Exercise A:
List every organization named in the article on payment protection insurance.
Exercise B:
Answer the following questions using the article on payment protection insurance.
(i) In which month does the Financial Services Authority begin its regulation?
(ii) Which group of people, in particular, cannot generally claim on payment protection insurance?
(iii) What position does Angela Darling hold?

The Financial Services Authority begins its regulation in January
Consumer groups are worried that new rules designed to protect people who are buying insurance will not stop them being the victims of the hard-sell of payment protection insurance.
Payment protection (PPI) is an optional type of insurance which is supposed to protect credit card and loan customers who cannot repay their debts because of ill-health or unemployment.
But critics argue the cover is expensive, and say PPI's many exclusions mean it is not suitable for everyone. Self-employed people in particular cannot generally claim on this type of policy.
But despite this complexity, many lenders sell PPI aggressively, and there are concerns that people end up with insurance they do not need or cannot use.
There are voluntary guidelines in place which cover the sale of PPI. But the General Insurance Standards Council does not have the power to enforce them.
Next month GISC disappears, to be replaced by the Financial Services Authority, which will start to regulate all sales of insurance.
But the consumer group Which? has warned that consumers will still have to be on their guard about PPI.
Under the GISC code, potential customers must be told certain basic information about the policy at the outset.
Angela Darling, head of policy at GISC says this should include "what the main elements of the policy are, what the benefits are and most importantly what any significant exclusions or conditions are.
"Self-employed persons can get cover but sometimes there are some very, very strict conditions and certainly the question about pre-existing medical conditions is one that should always be raised".

Natural-language object-grounding data:

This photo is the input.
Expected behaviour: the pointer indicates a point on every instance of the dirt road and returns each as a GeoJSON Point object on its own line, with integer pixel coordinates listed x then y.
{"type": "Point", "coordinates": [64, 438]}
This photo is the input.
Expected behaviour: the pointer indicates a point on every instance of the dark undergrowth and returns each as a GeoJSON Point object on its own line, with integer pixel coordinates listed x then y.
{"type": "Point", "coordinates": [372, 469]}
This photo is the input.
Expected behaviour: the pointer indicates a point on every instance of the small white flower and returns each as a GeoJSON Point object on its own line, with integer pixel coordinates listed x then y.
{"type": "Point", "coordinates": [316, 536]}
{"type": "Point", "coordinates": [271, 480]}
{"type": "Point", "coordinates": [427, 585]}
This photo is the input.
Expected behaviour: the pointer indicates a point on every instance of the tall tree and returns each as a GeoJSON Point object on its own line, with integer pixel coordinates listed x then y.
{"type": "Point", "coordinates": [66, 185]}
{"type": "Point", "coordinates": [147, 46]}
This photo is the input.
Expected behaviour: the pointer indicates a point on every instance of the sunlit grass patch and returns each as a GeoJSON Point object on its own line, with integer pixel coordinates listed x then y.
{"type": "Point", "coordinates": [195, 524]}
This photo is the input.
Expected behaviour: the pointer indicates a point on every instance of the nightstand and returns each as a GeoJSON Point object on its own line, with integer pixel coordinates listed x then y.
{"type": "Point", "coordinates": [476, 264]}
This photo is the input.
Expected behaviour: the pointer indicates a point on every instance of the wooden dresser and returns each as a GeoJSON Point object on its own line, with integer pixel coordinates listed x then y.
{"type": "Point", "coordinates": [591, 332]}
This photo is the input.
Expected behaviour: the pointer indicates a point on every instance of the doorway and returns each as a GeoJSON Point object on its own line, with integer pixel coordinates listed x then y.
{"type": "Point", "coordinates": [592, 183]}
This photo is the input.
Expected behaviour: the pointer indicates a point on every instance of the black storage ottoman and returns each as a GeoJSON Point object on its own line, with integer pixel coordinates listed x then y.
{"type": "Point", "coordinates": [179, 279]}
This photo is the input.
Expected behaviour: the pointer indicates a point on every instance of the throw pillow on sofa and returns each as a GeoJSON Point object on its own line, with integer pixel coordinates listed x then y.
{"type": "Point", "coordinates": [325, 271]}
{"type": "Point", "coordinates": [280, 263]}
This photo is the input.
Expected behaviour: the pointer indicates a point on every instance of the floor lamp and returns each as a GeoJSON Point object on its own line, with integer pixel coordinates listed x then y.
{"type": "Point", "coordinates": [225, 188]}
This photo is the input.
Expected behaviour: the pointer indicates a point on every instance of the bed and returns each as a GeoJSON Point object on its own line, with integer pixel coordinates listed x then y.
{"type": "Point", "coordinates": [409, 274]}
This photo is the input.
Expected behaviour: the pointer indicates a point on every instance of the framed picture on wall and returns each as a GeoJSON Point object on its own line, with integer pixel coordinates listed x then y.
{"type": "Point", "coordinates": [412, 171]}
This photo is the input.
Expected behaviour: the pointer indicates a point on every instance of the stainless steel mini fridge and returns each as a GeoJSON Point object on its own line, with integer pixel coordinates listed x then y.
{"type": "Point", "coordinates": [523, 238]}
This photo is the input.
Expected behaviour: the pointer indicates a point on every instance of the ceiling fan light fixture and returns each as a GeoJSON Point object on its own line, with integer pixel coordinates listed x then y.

Exercise solution A:
Financial Services Authority
General Insurance Standards Council (GISC)
Which?

Exercise solution B:
(i) January
(ii) Self-employed people
(iii) Head of policy at the General Insurance Standards Council (GISC)